Document text
○ ○ ○ ○
# City or country names that are male nouns



## cheshire

I've read that city names and country names are mostly female nouns. Could you give me male nouns for cities and countries?


----------



## Jellby

What language are you talking about? The gender of words usually depends on the language.

In Spanish:
El Salvador -> The Saviour, a male noun, of course.
Ecuador -> "ecuador" = "equator" is a masculine word.
Santiago -> Saint James, another male noun
San Diego -> Saint James, too
San Francisco -> Saint Francis
Sacramento -> "sacramento" = "sacrament" is a masculine word.
Los Angeles -> The Angels, masculine plural
...


----------



## cheshire

Thanks, Latin country or city names are almost all female nouns, I read.
Are there exceptions for Latin city or country names?


----------



## Dimitris

Jellby said:


> What language are you talking about? The gender of words usually depends on the language.
> 
> In Spanish:
> El Salvador -> The Saviour, a male noun, of course.
> Ecuador -> "ecuador" = "equator" is a masculine word.
> Santiago -> Saint James, another male noun
> San Diego -> Saint James, too
> San Francisco -> Saint Francis
> Sacramento -> "sacramento" = "sacrament" is a masculine word.
> Los Angeles -> The Angels, masculine plural
> ...



I was surprised when i realised that Madrid is a masculine noun in spanish.



cheshire said:


> Are there exceptions for Latin city or country names?



What about Complutum?Can anyone tell us about the gender of this name?It sounds masculine to me but i'm probably wrong.


----------



## cajzl

All nouns ending with -um in sing. or -a in plur. are neutre.
e.g.
Bactrum, i, n.
Bactra, orum, n.


----------



## cajzl

The names of rivers are usually masculine:
e.g.
Sequana, ae, m. (Seine)

In the Latin language, of course.


----------



## minicooper

in greek *most* country names are feminine.
but there are also enough neutral.
very few exceptions like Panama, Canada are masculine.

same with the names of greek cities, the majority is faminine, then some neutral and masculine....


----------



## Outsider

_Aegyptus_ (Egypt) was masculine.


----------



## konungursvia

Saragossa was masculine (Caesar Augustus).
○ ○ ○ ○
Stated problem a
Print the forum thread on noun gender, starting at "very few exceptions" and ending at "(Egypt) was masculine.".
These records are unrelated to the forum thread.

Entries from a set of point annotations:
○ ○ ○ ○
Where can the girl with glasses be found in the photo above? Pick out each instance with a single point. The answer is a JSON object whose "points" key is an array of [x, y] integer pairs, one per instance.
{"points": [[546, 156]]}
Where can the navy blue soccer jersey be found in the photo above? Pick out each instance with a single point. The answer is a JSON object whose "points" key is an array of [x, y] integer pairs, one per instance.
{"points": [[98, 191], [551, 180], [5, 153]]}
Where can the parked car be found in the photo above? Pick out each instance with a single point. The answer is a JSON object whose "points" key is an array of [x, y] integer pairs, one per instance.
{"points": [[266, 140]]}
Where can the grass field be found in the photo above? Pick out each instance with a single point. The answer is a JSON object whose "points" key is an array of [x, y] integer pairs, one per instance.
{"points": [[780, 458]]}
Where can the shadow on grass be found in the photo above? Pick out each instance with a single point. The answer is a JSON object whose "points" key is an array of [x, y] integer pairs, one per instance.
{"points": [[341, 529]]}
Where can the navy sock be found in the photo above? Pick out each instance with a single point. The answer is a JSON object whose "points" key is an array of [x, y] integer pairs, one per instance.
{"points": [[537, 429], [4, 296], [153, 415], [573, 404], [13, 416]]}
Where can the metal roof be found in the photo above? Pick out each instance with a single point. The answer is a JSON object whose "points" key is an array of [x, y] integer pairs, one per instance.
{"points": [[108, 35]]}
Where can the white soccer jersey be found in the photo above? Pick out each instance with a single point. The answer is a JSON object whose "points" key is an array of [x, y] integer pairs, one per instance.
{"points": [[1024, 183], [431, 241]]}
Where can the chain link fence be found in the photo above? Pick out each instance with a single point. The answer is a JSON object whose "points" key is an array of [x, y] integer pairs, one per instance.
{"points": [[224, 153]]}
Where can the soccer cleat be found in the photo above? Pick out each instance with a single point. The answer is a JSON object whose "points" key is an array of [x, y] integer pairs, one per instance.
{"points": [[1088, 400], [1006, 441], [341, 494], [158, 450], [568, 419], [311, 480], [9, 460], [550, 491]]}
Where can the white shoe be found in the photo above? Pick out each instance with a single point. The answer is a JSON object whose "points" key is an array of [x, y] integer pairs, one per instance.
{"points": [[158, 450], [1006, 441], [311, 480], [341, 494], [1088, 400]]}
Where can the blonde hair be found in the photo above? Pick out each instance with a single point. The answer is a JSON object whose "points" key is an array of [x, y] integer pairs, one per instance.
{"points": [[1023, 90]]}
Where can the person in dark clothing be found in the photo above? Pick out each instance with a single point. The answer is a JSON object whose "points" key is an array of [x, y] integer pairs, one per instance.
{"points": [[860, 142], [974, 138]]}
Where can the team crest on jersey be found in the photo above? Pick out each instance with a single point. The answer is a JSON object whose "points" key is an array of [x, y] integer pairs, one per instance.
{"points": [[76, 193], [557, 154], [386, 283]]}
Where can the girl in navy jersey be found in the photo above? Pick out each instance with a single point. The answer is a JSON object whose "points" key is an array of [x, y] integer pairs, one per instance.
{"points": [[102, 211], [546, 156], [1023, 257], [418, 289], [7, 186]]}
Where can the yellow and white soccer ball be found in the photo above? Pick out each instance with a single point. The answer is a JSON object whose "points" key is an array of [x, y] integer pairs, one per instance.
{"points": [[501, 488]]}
○ ○ ○ ○
Stated problem b
Select each line of the records containing the word "white".

Final result a
very few exceptions like Panama, Canada are masculine.

same with the names of greek cities, the majority is faminine, then some neutral and masculine....


----------



## Outsider

_Aegyptus_ (Egypt) was masculine.

Final result b
Where can the white soccer jersey be found in the photo above? Pick out each instance with a single point. The answer is a JSON object whose "points" key is an array of [x, y] integer pairs, one per instance.
Where can the white shoe be found in the photo above? Pick out each instance with a single point. The answer is a JSON object whose "points" key is an array of [x, y] integer pairs, one per instance.
Where can the yellow and white soccer ball be found in the photo above? Pick out each instance with a single point. The answer is a JSON object whose "points" key is an array of [x, y] integer pairs, one per instance.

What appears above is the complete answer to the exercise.